Task item A:
Answer these questions about the forum thread on counting values in SQL:
(i) How many separate queries does the original poster currently use to get the names and counts?
(ii) What date does the table give for both of Lucy's rows?
(iii) What count does the desired output show for John?
Task item B: In the forum thread on counting values in SQL, reproduce the text between "On Wed, 31 Oct 2007 17:47:54" and "1 cool query.", inclusive.
Task item C: Carry on the forum thread on counting values in SQL from the point where it stops.

On Wed, 31 Oct 2007 17:47:54 +0100, <jimnl69@hotmail.com> wrote:
> On Oct 31, 12:23 pm, "Rik Wasmus" <luiheidsgoe...@hotmail.com> wrote:
>> On Wed, 31 Oct 2007 16:55:21 +0100, <jimn...@hotmail.com> wrote:
>> > I have a table that I get names and counts from but do it in 2
>> > seperate queries. I have to imagine it's possible in 1 cool query.
>>
>> > Table:
>>
>> > Name Value Date
>> > John A 2007-10-30
>> > John B 2007-10-30
>> > John C 2007-10-30
>> > John D 2007-10-30
>> > John E 2007-10-30
>> > Mark A 2007-10-31
>> > Lucy C 2007-10-31
>> > Lucy D 2007-10-31
>> > Mark D 2007-11-01
>> > Hank A 2007-11-01
>> > Hank D 2007-11-02
>>
>> > What I want from this is:
>> > John 3
>> > Mark 1
>> > Lucy 1
>>
>> > Basically, I want a count per distinct Name of each Value that is
>> > "given" to someone else.
>>
>> I can't get the logic. Could you explain some more?
>>
>> If I hazard a guess, I'd say you actually want this:
>>
>> SELECT
>> t.Name,
>> COUNT(DISTINCT t.Value)

Information provided:

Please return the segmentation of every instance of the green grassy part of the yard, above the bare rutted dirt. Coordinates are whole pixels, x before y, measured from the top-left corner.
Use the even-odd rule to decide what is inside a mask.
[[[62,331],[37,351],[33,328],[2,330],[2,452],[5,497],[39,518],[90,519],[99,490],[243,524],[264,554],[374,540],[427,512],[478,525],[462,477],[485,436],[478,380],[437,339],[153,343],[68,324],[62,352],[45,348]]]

Task output A:
(i) Two.
(ii) 2007-10-31.
(iii) 3.

Task output B:
On Wed, 31 Oct 2007 17:47:54 +0100, <jimnl69@hotmail.com> wrote:
> On Oct 31, 12:23 pm, "Rik Wasmus" <luiheidsgoe...@hotmail.com> wrote:
>> On Wed, 31 Oct 2007 16:55:21 +0100, <jimn...@hotmail.com> wrote:
>> > I have a table that I get names and counts from but do it in 2
>> > seperate queries. I have to imagine it's possible in 1 cool query.

Task output C:
>> FROM table t
>> JOIN table j
>> ON j.Value = t.Value # something belongs are has belonged to
>> this person
>> AND j.Name != t.Name # but also belongs or has belonged to
>> someone else
>> AND j.Date > t.Date # at a later time then then it was in this
>> person's
>> posession
>> GROUP BY t.Name
>
> John was given problems A,B,C,D,E. He could solve A so gave it to
> Mark, C so gave it to Lucy, or D so gave it to Lucy. Therefore, John
> bounced 3 problems to someone else so I want to see John 3. Lucy was
> unable to solve D so gave it to Mark. Lucy did solve C. Therefore,
> Lucy bounced 1 problem. Mark was unable to solve A or D so gave them
> to Hank. Therefore, Mark should return 2.
>
> Does that help clear up what I'm trying to do?
Yup, with Mark 2 it's clear (tried to envision some logic for Mark like
'giving away a value will only count if you were the first one to own the
problem', but that obviously didn't work either
). I think the query I
gave you in the previous reply will work (untested).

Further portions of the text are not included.